Smugglers Profit From Landlocked Afghanistan

Ashfaq Yusufzai

PESHAWAR, Aug 4 (IPS) - Taking advantage of the United Nations-facilitated Afghan Transit Trade Agreement (ATTA), a massive contraband trade has grown around goods imported into Afghanistan and smuggled back into the markets of this frontier town in Pakistan.

Mohammad Fida, owner of a huge shopping complex in Peshawar’s famous Kharkhano Market is candid. "Smuggling is not considered an unlawful activity here. Thousands of shops in Pakistan sells goods brought clandestinely from Afghanistan," he says disarmingly.

Officially, Pakistan has a bilateral trade of two billion US dollars with Afghanistan. But the volume of clandestine business between the two countries is estimated to be more than ten billion dollars every year.

The Kharkhano market established in 1985 has 4,500 shops, owned by both Pakistani and Afghan traders. Afghanistan has been riven with conflict for close to three decades. Millions of Afghan refugees have made Peshawar their home.

The shops do booming business. Everything from electronic goods to air conditioners, clothes, cosmetics, automobile spares, even tyres, are from outside Pakistan. Here prices are cheaper than anywhere else, attracting shoppers from all over the country.

The ATTA enables landlocked Afghanistan to import goods through ports in Pakistan without paying customs duty. It was signed in 1965 under a U.N. agreement to protect the interests of landlocked nations.

> _RECORDS SUPPLIED_:

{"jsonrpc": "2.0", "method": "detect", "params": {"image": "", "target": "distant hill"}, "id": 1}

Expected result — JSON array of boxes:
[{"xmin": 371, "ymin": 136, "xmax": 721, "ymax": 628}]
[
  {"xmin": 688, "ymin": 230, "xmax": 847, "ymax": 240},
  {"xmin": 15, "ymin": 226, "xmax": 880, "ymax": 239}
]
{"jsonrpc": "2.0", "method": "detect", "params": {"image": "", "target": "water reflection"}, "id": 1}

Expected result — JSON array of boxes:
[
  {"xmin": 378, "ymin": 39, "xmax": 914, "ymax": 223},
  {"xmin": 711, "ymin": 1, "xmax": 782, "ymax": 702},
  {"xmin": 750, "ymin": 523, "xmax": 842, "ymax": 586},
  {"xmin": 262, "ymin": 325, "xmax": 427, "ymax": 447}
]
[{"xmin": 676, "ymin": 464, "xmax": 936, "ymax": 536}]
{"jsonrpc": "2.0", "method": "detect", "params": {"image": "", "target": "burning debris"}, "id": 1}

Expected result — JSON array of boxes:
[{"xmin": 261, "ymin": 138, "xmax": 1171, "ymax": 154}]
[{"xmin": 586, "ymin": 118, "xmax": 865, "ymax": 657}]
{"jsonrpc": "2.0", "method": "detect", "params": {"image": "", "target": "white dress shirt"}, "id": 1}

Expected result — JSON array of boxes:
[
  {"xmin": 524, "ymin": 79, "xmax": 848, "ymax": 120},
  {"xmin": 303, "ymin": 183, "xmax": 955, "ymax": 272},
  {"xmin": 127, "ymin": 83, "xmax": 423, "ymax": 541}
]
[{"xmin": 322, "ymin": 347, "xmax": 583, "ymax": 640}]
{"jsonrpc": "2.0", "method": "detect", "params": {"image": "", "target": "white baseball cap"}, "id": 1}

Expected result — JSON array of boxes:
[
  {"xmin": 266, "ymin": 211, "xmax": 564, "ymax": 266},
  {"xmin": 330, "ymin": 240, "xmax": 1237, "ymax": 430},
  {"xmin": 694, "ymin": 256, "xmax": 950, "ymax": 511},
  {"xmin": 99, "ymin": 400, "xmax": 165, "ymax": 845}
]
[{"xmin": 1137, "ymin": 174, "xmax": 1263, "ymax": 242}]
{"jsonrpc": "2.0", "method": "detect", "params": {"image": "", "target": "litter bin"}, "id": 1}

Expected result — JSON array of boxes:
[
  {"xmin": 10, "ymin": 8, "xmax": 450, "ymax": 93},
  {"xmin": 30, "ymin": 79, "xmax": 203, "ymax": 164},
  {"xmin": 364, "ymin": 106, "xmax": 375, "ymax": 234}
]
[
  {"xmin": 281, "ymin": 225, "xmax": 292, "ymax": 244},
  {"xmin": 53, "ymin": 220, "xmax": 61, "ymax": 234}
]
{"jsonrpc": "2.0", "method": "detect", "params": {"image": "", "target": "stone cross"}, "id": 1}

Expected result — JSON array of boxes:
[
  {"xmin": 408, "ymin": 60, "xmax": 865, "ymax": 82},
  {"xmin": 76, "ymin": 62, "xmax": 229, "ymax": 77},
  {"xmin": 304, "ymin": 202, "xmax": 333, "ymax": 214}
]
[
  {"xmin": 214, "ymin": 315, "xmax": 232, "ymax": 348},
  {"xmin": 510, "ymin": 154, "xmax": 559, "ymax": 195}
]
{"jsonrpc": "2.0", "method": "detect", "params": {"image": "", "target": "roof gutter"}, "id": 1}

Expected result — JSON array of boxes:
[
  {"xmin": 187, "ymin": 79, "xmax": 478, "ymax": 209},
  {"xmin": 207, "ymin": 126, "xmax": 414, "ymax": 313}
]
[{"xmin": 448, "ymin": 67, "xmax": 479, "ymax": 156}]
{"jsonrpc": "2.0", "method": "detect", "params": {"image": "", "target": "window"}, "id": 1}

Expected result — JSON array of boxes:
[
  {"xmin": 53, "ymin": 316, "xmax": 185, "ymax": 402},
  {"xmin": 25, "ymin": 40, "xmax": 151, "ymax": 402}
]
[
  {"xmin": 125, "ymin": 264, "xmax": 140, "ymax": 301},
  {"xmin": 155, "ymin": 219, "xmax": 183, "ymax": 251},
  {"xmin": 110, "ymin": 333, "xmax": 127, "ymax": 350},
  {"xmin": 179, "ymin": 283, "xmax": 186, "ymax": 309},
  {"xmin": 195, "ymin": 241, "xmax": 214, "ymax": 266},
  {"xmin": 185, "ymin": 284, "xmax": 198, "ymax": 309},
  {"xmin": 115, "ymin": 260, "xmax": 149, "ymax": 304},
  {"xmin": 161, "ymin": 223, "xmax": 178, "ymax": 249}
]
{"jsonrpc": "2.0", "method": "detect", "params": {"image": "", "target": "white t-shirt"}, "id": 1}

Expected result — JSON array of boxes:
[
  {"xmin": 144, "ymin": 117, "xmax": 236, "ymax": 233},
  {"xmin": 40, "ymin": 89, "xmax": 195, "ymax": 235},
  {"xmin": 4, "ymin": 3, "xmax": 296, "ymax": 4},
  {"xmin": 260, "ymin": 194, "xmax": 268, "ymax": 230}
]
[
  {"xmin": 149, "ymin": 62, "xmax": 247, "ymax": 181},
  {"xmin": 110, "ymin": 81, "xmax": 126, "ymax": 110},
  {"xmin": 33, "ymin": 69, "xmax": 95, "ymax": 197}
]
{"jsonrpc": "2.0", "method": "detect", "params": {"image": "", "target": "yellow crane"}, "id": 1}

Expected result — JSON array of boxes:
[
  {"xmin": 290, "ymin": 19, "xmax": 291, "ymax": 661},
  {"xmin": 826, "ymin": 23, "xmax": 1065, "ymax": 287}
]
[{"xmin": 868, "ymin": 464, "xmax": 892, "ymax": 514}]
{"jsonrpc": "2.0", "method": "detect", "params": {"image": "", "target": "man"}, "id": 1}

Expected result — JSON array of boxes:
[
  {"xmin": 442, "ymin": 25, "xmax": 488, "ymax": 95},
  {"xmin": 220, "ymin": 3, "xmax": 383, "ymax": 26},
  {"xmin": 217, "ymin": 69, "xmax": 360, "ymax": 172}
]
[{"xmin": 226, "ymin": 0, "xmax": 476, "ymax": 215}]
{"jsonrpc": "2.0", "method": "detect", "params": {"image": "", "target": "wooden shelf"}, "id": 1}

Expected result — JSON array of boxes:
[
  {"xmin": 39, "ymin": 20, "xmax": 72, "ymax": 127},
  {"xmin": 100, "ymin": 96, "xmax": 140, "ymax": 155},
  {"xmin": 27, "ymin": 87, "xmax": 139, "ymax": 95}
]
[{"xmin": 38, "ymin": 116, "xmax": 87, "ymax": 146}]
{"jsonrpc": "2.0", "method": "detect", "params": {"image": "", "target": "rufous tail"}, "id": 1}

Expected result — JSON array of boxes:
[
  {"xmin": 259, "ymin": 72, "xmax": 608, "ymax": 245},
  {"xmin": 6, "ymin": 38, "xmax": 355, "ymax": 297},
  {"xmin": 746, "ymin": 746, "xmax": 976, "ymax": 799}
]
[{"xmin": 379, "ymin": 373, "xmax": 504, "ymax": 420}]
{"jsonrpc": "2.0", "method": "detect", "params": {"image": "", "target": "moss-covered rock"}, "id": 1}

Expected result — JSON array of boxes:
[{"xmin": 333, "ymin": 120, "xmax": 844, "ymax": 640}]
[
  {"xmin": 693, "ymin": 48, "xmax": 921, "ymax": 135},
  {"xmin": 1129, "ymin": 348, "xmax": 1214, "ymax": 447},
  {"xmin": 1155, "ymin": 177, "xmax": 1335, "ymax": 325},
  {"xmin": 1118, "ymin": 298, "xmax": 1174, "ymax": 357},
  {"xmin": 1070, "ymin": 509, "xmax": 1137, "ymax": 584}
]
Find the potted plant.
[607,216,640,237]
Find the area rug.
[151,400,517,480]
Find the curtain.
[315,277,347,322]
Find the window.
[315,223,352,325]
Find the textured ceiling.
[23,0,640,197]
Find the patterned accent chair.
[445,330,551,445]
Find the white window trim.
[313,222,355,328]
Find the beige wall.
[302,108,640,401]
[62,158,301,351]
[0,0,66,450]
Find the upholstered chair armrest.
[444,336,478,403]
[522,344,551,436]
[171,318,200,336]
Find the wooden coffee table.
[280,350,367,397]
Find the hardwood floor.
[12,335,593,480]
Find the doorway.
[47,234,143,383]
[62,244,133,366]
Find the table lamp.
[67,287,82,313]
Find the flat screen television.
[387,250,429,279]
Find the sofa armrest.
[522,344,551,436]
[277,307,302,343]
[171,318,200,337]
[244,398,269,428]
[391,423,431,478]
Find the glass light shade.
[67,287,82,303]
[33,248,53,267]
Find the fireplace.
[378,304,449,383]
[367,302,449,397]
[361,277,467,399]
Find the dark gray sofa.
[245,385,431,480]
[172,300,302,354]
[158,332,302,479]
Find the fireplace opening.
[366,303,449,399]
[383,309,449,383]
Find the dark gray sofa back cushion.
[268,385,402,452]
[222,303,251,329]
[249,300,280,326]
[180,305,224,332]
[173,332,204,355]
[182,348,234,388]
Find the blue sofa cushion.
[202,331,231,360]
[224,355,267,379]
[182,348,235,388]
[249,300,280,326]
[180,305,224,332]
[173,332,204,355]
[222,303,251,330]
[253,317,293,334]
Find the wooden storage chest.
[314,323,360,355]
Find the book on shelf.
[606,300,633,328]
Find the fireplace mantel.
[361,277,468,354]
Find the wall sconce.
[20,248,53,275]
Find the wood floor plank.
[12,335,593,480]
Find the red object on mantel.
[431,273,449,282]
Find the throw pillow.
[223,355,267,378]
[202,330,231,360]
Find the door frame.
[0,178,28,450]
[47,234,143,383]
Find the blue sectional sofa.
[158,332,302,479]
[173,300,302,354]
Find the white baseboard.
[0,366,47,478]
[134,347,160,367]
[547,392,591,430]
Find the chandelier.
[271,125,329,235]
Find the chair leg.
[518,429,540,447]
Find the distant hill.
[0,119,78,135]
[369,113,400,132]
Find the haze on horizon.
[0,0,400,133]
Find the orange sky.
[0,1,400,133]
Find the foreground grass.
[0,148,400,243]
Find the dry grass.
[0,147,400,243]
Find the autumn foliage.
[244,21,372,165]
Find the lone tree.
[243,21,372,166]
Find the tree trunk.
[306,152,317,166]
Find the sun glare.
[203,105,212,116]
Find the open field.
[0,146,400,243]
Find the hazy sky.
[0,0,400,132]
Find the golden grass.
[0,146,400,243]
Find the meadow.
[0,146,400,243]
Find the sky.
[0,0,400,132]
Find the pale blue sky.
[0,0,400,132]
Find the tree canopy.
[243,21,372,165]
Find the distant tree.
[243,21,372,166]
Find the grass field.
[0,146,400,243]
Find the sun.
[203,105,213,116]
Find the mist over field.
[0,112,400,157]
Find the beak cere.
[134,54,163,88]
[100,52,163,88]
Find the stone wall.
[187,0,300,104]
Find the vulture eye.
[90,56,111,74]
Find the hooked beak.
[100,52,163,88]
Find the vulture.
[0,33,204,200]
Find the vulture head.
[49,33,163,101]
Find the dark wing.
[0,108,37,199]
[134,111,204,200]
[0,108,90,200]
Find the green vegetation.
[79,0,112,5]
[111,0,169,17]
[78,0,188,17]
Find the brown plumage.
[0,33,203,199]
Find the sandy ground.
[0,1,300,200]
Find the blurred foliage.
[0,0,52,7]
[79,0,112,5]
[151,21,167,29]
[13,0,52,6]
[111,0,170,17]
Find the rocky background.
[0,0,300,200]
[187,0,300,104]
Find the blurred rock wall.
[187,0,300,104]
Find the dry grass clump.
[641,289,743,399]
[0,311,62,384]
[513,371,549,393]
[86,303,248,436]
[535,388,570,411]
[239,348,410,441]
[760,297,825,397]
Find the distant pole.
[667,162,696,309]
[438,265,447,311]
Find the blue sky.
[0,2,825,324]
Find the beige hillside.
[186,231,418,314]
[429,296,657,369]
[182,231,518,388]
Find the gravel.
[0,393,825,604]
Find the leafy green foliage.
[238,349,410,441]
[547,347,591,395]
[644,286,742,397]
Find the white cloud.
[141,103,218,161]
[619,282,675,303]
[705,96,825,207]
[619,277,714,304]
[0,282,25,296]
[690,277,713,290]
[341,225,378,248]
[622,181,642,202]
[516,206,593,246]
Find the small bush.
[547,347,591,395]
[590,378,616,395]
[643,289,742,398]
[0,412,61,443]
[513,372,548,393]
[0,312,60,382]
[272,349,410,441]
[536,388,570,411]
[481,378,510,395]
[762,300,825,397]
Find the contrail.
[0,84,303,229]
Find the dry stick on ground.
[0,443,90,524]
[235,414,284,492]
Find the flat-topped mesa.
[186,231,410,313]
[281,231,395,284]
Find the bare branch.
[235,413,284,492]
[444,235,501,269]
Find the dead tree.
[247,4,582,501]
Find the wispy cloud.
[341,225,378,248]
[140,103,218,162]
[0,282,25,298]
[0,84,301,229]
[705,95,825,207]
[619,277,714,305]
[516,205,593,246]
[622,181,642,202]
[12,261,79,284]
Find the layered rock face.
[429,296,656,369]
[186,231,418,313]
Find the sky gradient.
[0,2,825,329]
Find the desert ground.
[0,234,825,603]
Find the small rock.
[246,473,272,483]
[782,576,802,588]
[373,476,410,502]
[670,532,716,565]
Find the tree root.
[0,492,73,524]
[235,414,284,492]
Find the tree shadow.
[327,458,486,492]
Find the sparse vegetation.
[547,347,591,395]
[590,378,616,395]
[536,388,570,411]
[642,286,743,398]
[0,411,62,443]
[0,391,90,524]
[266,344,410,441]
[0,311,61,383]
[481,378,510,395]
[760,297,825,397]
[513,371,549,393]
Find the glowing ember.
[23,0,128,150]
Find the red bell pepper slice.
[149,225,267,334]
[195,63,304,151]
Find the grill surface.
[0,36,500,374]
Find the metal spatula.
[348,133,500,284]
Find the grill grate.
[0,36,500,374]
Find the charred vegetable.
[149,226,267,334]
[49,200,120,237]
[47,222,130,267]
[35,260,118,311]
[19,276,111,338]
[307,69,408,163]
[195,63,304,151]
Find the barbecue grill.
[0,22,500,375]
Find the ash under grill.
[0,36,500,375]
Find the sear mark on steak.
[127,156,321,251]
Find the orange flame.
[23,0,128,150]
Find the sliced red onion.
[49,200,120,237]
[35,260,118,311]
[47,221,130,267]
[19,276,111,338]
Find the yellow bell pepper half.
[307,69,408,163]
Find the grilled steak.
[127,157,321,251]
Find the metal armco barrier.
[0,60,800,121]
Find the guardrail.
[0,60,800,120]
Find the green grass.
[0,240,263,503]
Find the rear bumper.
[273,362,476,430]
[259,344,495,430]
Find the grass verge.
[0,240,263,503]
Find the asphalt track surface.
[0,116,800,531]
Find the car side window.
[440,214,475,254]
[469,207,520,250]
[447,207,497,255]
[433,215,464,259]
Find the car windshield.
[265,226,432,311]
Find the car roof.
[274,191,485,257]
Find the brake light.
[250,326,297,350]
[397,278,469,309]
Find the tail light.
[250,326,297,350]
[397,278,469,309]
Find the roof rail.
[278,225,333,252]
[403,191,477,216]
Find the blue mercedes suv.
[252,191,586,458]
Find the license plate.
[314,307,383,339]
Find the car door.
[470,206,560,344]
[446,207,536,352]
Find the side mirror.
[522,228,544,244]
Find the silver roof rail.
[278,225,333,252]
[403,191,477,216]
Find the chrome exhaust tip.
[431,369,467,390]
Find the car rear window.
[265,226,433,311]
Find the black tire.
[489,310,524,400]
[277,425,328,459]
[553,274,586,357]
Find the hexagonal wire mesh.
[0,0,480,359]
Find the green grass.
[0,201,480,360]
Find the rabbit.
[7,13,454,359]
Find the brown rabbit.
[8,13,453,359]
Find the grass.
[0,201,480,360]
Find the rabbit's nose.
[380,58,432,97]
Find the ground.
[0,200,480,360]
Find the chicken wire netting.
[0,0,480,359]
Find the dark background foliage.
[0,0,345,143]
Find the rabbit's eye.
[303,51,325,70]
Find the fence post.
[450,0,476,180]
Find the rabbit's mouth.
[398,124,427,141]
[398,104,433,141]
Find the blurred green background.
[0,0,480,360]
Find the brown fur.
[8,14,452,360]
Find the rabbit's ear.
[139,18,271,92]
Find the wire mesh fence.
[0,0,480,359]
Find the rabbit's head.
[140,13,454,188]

> _SET EXERCISE_: Continue the article on smuggling through Afghanistan's transit trade, starting right after its final sentence.

> _TASK RESPONSE_:
Ever since, smugglers have prospered on the booming trade in clandestine goods, transported back into Pakistan on the back of donkeys, even camels, through hard mountainous routes.

"Pakistan is losing more than two billion dollars in revenue every year due to the smuggling. Afghanistan has a small market, but the volume of goods imported far outweighs local demand there," explains Mohammad Ali Khan, a business reporter with Pakistan’s oldest newspaper, Dawn.

During the Taliban regime, Pakistan cracked down on the illegal trade by issuing a list of 24 items that could not be imported from Afghanistan under the ATTA. The items included television sets and cosmetics, both banned by the Taliban militia.

"Yet imported items were arriving here in such huge quantities that Pakistani authorities found it hard to cope with the situation," said Ibrahim Shinwari, an official in the traders’ association in Karkhano Market. Items like wheat, flour, ghee, oil, timber and cement were smuggled in from Afghanistan, he told IPS.

Both Pakistani and Afghanistan’s authorities profited from the huge bribes paid out to ensure the illegal trade continued without interruption.

The goods flooding Pakistan are not only imports into Afghanistan under the ATTA, but smuggled items from China, Iran and the Central Asian states.

"As there are no manufacturing units in Afghanistan, it is dependent on its neighbours," explains Shinwari.

The Ministry of Commerce in Islamabad has calculated the official volume of trade between Pakistan and Afghanistan at 71 percent. Traders here, including Shinwari, rubbish the claim as highly inflated.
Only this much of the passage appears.